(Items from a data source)
BEGIN

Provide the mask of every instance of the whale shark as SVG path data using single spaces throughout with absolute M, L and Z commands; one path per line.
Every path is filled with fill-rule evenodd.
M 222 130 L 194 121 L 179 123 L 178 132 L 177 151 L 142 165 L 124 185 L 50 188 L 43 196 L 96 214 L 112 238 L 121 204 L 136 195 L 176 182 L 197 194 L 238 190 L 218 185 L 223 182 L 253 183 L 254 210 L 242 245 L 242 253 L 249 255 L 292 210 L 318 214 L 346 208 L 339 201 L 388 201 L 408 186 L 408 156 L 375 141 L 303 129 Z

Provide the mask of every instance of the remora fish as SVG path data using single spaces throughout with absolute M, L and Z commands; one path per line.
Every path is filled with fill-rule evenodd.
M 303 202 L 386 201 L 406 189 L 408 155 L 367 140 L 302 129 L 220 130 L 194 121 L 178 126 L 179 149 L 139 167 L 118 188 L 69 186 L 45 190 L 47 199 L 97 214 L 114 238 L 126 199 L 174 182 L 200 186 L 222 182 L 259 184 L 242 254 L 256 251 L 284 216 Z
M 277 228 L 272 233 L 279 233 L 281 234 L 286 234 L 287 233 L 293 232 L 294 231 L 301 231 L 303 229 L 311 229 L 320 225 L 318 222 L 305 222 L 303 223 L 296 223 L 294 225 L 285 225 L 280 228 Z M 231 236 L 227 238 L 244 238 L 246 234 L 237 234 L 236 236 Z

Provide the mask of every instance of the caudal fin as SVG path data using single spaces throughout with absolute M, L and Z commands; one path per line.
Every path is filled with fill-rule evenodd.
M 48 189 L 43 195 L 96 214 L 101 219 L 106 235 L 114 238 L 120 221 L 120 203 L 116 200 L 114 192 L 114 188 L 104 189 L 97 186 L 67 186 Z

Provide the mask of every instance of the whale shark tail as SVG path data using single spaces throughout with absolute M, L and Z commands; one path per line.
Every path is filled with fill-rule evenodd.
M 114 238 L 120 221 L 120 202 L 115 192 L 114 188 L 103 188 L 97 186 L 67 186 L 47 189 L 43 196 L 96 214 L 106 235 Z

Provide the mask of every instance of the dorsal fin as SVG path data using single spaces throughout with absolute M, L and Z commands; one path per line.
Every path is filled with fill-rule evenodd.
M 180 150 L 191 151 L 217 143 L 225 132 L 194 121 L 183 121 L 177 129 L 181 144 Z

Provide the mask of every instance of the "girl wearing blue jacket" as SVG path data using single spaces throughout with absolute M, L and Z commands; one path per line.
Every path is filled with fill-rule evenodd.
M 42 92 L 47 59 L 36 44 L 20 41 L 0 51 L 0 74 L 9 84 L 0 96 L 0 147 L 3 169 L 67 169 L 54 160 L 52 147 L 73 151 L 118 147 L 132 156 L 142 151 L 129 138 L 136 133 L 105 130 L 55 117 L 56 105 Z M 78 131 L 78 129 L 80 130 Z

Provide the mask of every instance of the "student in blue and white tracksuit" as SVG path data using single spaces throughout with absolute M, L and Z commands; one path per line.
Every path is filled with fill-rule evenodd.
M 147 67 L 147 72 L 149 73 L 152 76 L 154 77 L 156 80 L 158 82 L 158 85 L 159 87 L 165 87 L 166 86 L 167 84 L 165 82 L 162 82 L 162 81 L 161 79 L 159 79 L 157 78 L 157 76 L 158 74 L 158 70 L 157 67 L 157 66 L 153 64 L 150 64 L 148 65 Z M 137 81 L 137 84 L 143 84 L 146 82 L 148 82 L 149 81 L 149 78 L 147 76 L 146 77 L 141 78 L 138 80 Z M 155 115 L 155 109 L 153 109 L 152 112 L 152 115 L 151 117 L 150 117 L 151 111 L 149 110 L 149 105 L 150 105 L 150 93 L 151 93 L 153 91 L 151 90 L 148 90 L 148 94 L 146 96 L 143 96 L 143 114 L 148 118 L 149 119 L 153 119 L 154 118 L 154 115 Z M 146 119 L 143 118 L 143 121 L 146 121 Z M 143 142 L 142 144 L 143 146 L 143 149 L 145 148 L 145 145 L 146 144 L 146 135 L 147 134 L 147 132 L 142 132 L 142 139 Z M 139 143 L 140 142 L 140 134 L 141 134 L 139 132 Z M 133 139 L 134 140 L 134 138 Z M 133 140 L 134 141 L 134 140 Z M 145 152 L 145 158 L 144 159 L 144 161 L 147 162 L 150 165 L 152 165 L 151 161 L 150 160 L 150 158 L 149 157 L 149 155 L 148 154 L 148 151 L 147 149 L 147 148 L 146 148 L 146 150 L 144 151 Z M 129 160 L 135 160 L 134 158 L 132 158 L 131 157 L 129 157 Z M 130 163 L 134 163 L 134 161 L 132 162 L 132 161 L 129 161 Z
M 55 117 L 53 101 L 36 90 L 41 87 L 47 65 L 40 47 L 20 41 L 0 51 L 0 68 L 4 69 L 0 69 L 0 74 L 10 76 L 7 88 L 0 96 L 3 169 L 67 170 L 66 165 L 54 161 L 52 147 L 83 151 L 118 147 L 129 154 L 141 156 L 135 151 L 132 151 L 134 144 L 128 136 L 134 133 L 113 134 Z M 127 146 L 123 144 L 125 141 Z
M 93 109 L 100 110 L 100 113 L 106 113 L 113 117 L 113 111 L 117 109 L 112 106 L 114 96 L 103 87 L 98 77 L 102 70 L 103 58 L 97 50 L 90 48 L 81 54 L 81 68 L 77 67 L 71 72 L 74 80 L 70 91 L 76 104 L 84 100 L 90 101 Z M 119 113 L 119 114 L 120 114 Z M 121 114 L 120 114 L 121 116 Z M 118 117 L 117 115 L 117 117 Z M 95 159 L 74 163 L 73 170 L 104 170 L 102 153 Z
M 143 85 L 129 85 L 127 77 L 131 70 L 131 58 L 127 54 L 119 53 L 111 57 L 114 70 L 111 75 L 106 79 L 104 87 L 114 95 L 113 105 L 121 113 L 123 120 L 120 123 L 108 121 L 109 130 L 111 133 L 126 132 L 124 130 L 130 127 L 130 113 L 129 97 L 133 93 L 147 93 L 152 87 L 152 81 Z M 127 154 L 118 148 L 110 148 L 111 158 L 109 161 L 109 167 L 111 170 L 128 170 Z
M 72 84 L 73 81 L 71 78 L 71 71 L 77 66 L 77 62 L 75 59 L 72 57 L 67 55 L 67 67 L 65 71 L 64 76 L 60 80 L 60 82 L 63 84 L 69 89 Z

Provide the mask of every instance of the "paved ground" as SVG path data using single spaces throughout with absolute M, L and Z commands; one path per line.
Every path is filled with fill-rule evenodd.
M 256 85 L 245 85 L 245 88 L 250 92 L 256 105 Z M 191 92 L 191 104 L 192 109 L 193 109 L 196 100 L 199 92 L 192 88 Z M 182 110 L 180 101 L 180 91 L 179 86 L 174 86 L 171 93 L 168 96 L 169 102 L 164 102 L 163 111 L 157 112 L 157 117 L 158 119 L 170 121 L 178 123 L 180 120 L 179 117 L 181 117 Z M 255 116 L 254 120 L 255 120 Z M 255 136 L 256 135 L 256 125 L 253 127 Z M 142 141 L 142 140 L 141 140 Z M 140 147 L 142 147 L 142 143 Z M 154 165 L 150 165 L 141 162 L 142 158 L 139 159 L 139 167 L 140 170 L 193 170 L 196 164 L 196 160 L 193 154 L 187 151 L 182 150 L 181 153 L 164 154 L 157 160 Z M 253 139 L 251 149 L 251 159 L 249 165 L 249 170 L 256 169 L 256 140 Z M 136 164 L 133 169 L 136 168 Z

END

## DIRECTIVE
Return the items verbatim, starting at the very first line and ending at the line that contains "M 222 130 L", with both of those lines included.

## WRITTEN SOLUTION
Provide the mask of every instance of the whale shark as SVG path data using single spaces throughout with absolute M, L and Z commands; one path per line.
Every path is filled with fill-rule evenodd.
M 222 130 L 194 121 L 179 123 L 178 132 L 177 151 L 142 165 L 124 185 L 50 188 L 43 196 L 96 214 L 112 238 L 121 204 L 136 195 L 176 182 L 197 194 L 238 190 L 218 185 L 223 182 L 253 183 L 254 210 L 242 245 L 242 253 L 249 255 L 292 210 L 318 214 L 346 208 L 339 201 L 388 201 L 408 186 L 408 156 L 375 141 L 303 129 Z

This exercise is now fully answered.